* _Your instructions_
Please pull out every line in the entries below that contains the word "hook", and copy each one unchanged.

* _Excerpted records_
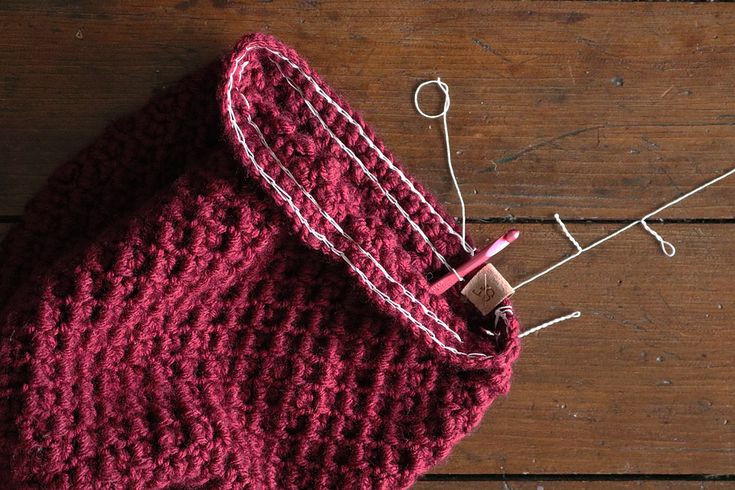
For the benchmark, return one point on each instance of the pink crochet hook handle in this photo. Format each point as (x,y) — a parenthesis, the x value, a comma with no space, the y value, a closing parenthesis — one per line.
(479,259)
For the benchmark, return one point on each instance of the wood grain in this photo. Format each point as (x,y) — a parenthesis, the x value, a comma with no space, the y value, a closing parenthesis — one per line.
(641,383)
(594,110)
(600,111)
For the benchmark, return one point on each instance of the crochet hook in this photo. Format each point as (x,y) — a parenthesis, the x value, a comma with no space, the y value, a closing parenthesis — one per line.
(478,260)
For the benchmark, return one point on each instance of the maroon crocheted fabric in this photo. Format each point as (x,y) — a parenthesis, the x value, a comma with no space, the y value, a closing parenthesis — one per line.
(228,289)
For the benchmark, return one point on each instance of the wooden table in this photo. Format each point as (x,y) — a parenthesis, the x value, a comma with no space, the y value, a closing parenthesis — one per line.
(600,112)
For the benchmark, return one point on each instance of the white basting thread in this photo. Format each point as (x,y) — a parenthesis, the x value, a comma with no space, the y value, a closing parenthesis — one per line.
(322,238)
(370,143)
(341,231)
(443,114)
(576,314)
(367,172)
(566,232)
(666,247)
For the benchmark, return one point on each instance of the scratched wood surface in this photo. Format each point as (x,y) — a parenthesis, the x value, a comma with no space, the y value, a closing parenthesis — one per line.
(598,111)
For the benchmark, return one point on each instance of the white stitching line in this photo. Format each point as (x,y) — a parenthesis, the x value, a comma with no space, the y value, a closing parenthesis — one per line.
(372,176)
(370,143)
(289,200)
(341,231)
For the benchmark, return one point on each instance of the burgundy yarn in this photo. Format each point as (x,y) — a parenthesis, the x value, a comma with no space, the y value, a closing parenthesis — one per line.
(177,312)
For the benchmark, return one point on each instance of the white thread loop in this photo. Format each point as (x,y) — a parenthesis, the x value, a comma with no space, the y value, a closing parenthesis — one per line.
(443,114)
(667,247)
(566,232)
(564,318)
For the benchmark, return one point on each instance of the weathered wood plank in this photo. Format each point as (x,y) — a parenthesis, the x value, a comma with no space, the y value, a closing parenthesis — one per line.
(594,110)
(641,383)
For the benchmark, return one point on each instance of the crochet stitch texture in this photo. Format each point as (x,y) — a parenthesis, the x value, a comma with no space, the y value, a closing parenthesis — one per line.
(228,289)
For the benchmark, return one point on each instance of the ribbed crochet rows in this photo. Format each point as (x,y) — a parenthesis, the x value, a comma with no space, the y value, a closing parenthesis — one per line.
(247,314)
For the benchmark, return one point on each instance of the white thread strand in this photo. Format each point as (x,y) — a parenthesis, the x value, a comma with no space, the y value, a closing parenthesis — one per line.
(367,172)
(576,314)
(370,142)
(443,114)
(667,247)
(566,232)
(322,238)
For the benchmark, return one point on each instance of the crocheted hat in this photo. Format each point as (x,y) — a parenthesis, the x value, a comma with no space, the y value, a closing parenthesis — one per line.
(229,289)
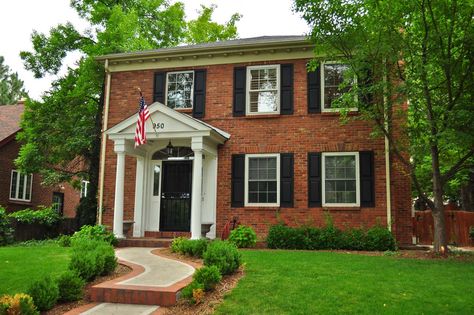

* _Finished answer_
For the benchmark, return one point on each instance of the pink crochet hook handle in this photo. Format each point as (x,y) — a parenthesis, the x value, a comma with no space, the y value, a closing parenthesis — one per line.
For the benchmark, return one point on each instance of the crochet hook in this photo. Format each point as (x,y) — a parenthesis, the x value, a comma with no space, the y value, a closing parenthesis — one per line.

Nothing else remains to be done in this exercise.